** BEGIN Excerpt **

[Mauiusers] torque/maui integration - cannot set hostlist error

John Kitchin jkitchin at andrew.cmu.edu
Sun Dec 21 18:32:08 MST 2008

Hi everyone,

I am in the process of replacing PBSPro on our cluster with Torque/Maui. I
have installed the latest versions of Torque and Maui, and Torque appears to
run fine on its own and runs jobs. The installations seem to have gone well
according to the directions and tests. I have not been able to get maui to
schedule jobs though (after stopping pbs_sched and starting maui as user
jtest), they just remain in the queue in a deferred state.

our basic setup is a login/submit node where pbs_server and maui run called
beowulf (beowulf.cheme.cmu.edu is the full name), with the execute nodes on
an internal network.

Typical output of checkjob on a deferred job is:

job is deferred.  Reason:  RMFailure  (job cannot be started - cannot set
Holds:    Defer  (hold reason:  RMFailure)
PE:  1.00  StartPriority:  2
cannot select job 52 for partition DEFAULT (job hold active)

the torque log indicates an error connecting to MOM:
12/21/2008 18:04:32;0008;PBS_Server;Job;52.beowulf;Job Modified at request
of jtest at beowulf
12/21/2008 18:04:32;0001;PBS_Server;Req;;Server could not connect to MOM
12/21/2008 18:04:32;0080;PBS_Server;Req;req_reject;Reject reply
code=15070(Server could not connect to MOM), aux=0, type=ModifyJob, from
jtest at beowulf
12/21/2008 18:05:16;0002;PBS_Server;Svr;PBS_Server;Torque Server Version =
2.4.0b1, loglevel = 0

maui is running as the user jtest, and jtest is a manager and operator in
torque and as admin1 in maui

some output from qmgr -c 'p s'

set server scheduling = True
set server acl_hosts = beowulf
set server managers = jtest at beowulf
set server operators = jtest at beowulf
set server default_queue = q_feed
set server log_events = 255
set server mail_from = ChemE-beowulf-PBS
set server query_other_jobs = True
set server scheduler_iteration = 600
set server node_check_rate = 150
set server tcp_timeout = 6
set server comment = ChemE Beowulf Cluster
set server next_job_number = 53

top of maui.cfg
# maui.cfg 3.2.6p20
SERVERHOST            beowulf
# primary admin must be first in list
ADMIN1                jtest
# Resource Manager Definition

on the nodes, the mom config files contain
matsim (jtest) ~ > ssh c1n10 'cat /var/spool/torque/mom_priv/config'
$clienthost beowulf
$restricted *.cheme.cmu.edu

Does anything stand out as wrong here? I have tried several variations of
settings of parameters above with no luck at getting maui to work. any
suggestions? thanks,


John Kitchin
Assistant Professor
NETL-IAES Resident Institute Fellow
Doherty Hall A207F
Department of Chemical Engineering
Carnegie Mellon University
Pittsburgh, PA 15213

** END Excerpt **
** BEGIN Given data **

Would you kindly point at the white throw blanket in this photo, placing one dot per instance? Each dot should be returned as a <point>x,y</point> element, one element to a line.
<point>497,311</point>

** END Given data **

* Directions *
Can you reproduce, word for word, the stretch of the Torque/Maui post from "I am in the" through "an internal network."?

* Result *
I am in the process of replacing PBSPro on our cluster with Torque/Maui. I
have installed the latest versions of Torque and Maui, and Torque appears to
run fine on its own and runs jobs. The installations seem to have gone well
according to the directions and tests. I have not been able to get maui to
schedule jobs though (after stopping pbs_sched and starting maui as user
jtest), they just remain in the queue in a deferred state.

our basic setup is a login/submit node where pbs_server and maui run called
beowulf (beowulf.cheme.cmu.edu is the full name), with the execute nodes on
an internal network.